### What the task requires
Set down, exactly as written, the lines from the top of the data to the line that holds "Identify one point per instance of the white building", and omit the pictures.

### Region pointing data
◆ ◆ ◆ ◆
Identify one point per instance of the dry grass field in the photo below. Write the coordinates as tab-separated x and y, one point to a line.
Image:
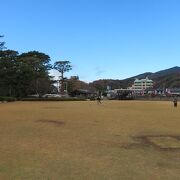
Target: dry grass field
123	140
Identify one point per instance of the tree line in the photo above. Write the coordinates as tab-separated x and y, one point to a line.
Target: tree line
28	73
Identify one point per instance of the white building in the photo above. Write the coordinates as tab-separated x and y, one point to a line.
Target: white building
142	84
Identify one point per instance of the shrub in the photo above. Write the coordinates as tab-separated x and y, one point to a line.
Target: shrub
8	99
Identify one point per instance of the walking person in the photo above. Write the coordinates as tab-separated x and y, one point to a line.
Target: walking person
175	100
99	100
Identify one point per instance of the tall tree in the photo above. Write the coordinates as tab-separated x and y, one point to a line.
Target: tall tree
62	67
8	69
2	44
36	65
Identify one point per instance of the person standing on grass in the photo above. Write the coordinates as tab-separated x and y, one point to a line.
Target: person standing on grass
99	100
175	100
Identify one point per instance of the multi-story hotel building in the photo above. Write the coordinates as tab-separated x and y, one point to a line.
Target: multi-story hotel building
142	84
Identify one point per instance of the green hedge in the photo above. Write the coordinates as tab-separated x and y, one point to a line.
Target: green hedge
53	99
7	99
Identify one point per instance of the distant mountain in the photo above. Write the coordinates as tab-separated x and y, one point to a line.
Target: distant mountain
168	78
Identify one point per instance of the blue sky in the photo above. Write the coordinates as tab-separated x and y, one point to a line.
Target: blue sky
102	39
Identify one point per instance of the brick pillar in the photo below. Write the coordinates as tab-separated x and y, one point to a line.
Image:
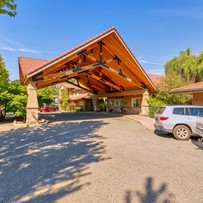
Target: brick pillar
144	104
32	105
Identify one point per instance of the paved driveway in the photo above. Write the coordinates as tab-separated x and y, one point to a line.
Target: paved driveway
98	159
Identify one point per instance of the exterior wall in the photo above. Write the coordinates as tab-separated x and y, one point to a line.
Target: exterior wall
124	104
197	99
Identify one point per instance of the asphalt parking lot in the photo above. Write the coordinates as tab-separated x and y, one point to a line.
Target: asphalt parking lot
98	158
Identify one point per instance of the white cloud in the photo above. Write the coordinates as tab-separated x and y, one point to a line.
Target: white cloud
18	50
14	46
156	71
149	62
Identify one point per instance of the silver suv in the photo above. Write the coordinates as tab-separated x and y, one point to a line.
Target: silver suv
179	120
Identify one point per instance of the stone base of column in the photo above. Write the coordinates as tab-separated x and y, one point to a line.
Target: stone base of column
32	117
144	111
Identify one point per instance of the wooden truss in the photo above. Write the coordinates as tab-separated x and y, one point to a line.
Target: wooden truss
97	69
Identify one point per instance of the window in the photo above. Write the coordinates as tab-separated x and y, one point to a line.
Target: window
178	111
161	110
135	102
196	111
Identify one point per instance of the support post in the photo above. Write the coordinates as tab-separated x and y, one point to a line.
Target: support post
32	105
95	103
144	104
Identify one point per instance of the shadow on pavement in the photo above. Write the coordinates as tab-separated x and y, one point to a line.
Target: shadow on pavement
196	141
45	164
163	134
150	194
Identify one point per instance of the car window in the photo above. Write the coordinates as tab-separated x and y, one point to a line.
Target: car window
196	111
178	111
161	110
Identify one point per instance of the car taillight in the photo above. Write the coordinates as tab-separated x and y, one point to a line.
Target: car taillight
163	118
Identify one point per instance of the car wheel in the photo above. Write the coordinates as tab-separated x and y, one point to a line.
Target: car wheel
182	132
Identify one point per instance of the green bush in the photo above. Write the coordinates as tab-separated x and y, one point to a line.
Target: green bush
154	105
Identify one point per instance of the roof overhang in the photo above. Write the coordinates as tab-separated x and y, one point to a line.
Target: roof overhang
104	63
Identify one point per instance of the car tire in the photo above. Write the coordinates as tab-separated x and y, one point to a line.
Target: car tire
181	132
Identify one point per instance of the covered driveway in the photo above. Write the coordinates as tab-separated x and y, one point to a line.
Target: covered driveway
103	65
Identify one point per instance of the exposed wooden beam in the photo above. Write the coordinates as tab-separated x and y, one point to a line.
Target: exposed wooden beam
122	76
104	81
89	90
70	73
125	93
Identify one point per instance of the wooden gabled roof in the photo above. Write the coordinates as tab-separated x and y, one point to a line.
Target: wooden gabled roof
103	63
191	88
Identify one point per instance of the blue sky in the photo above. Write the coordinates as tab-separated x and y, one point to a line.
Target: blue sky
155	30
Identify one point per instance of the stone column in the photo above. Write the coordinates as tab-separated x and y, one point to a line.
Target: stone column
32	105
144	104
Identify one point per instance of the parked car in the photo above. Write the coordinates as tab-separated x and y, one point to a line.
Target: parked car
179	120
199	125
2	114
47	108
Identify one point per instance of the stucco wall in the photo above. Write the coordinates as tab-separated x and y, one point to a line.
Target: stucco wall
197	99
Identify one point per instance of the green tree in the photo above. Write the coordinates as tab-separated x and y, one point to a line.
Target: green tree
3	73
163	95
16	98
187	65
8	7
4	82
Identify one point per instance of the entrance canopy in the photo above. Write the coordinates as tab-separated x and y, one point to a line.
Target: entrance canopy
102	64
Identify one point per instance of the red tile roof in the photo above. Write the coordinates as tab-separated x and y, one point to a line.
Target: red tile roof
156	79
192	88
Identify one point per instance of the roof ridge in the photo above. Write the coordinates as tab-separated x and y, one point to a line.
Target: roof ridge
74	48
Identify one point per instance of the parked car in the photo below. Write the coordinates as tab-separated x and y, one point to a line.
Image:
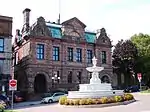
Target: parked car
134	88
53	97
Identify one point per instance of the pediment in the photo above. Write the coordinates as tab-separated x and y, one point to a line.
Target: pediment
74	22
40	28
103	39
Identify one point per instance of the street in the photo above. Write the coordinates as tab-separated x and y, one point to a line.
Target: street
141	105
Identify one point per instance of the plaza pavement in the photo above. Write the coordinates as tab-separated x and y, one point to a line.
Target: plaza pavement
141	105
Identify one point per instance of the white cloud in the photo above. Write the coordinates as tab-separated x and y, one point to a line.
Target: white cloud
120	22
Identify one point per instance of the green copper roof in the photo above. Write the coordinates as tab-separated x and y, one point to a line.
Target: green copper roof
90	37
56	33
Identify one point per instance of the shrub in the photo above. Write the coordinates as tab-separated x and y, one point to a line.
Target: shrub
111	100
104	100
82	102
62	100
118	98
128	96
89	101
71	102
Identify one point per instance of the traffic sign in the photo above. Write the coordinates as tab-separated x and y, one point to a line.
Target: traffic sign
12	84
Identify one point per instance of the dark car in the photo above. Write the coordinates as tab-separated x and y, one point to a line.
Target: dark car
134	88
5	99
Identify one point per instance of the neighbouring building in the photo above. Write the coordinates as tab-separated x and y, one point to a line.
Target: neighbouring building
50	56
5	52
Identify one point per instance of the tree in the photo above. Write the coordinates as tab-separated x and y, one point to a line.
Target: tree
142	42
124	56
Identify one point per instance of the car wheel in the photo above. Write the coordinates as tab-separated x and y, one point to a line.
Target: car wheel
50	101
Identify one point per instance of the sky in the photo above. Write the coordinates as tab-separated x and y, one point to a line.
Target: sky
120	18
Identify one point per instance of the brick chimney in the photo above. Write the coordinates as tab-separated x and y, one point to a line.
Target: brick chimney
26	21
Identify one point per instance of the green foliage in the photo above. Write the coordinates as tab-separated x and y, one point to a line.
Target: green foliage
2	105
62	100
102	100
76	101
128	96
83	102
124	60
142	42
118	98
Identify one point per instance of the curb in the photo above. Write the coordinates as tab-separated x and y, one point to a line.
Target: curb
99	105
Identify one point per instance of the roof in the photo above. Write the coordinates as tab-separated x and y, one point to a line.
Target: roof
57	32
76	19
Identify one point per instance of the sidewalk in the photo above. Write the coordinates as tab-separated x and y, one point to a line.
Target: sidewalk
27	103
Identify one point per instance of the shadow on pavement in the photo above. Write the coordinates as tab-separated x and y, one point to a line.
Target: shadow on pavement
30	106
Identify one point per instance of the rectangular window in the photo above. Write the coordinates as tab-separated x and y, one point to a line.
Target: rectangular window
103	57
1	65
89	56
70	77
1	45
40	51
56	53
70	54
79	55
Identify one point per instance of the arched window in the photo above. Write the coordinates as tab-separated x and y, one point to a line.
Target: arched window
105	79
70	77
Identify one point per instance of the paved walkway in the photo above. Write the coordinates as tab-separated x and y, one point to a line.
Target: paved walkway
141	105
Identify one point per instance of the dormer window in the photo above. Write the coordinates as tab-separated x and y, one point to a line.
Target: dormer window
104	40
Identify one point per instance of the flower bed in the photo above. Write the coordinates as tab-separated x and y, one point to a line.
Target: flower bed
102	100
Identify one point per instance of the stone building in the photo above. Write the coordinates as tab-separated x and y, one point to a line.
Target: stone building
5	51
52	56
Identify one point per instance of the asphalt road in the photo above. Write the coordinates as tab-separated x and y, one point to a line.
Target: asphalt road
141	105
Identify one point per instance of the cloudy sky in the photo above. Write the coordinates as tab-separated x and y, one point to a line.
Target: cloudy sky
120	18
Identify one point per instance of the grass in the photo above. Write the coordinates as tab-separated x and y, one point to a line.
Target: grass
146	91
9	111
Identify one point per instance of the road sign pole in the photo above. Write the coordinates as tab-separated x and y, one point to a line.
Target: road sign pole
12	102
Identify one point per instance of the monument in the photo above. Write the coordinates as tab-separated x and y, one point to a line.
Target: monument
95	89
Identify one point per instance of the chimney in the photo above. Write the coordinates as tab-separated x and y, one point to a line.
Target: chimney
26	25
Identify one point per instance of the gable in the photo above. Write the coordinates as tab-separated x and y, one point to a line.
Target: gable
75	22
90	37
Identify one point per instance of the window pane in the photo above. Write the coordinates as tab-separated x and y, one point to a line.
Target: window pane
1	45
40	51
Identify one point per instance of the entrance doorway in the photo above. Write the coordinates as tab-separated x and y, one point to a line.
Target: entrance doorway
40	85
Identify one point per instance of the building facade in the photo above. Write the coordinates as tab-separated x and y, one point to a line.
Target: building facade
5	51
50	56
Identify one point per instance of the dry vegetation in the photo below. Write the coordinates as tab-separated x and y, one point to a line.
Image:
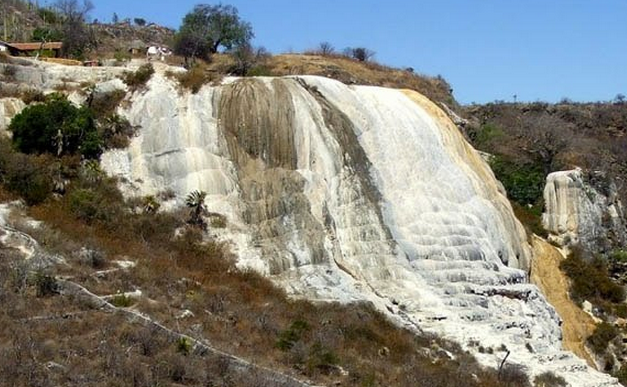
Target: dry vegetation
339	67
190	285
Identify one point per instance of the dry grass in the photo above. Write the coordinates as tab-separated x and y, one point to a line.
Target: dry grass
337	67
196	77
239	312
350	71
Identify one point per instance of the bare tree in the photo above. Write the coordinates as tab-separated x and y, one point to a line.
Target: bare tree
76	37
545	137
362	54
326	48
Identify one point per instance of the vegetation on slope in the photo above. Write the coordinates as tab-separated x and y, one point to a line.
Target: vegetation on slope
189	284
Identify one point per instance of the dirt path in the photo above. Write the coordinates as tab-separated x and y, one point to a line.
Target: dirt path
545	273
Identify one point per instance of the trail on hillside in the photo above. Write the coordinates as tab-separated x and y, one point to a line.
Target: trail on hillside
545	273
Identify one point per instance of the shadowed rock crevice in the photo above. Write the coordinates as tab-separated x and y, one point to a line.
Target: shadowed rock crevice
260	139
257	118
355	158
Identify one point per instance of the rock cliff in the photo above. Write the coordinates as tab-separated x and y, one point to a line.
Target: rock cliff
351	193
577	211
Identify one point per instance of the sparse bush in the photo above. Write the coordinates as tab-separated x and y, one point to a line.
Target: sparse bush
619	255
121	301
139	21
601	337
513	375
361	54
183	345
25	175
45	284
524	183
137	80
105	104
33	95
9	72
194	78
325	48
115	131
590	280
621	375
218	220
549	379
56	127
293	334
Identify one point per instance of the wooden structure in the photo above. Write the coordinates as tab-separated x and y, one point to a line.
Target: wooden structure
17	49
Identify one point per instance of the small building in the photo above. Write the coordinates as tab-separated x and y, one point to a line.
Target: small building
137	47
17	49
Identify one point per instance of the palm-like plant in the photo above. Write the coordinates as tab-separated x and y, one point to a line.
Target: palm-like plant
150	205
195	200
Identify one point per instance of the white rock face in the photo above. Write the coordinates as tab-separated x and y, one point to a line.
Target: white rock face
9	108
353	193
576	212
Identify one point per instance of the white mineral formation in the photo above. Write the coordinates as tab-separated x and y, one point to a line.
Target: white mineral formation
577	212
353	193
9	108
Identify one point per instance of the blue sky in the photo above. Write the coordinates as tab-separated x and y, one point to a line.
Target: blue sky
487	49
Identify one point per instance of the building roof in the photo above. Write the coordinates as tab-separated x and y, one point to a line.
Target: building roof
138	45
36	46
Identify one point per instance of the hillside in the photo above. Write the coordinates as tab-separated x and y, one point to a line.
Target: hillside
307	213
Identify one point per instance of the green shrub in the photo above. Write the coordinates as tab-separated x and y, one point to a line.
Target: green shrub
184	345
195	78
601	337
619	255
524	183
321	359
32	95
621	375
105	104
139	78
549	379
56	127
590	280
293	334
486	134
121	301
45	284
25	175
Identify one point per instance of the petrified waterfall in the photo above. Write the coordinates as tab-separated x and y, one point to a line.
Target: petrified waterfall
353	193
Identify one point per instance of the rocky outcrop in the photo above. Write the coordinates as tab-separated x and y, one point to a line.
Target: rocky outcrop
9	108
577	325
580	211
352	193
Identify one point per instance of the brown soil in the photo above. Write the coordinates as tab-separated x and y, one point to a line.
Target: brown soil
545	273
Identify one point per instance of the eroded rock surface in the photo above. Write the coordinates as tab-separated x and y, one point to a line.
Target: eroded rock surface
578	212
352	193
◆ ◆ ◆ ◆
### Response below
Identify one point per instance of the dry grass field in the photo below. Write the coordinates as tab-separated x and y, one point to a line.
Image:
Target: dry grass field
123	140
Identify one point per instance of the tree line in the photo above. Write the coordinates as tab-separated x and y, one point to a line.
Target: tree line
28	73
Identify one point per instance of the white building in the photo above. Write the coordinates as tab-separated x and y, one point to a line.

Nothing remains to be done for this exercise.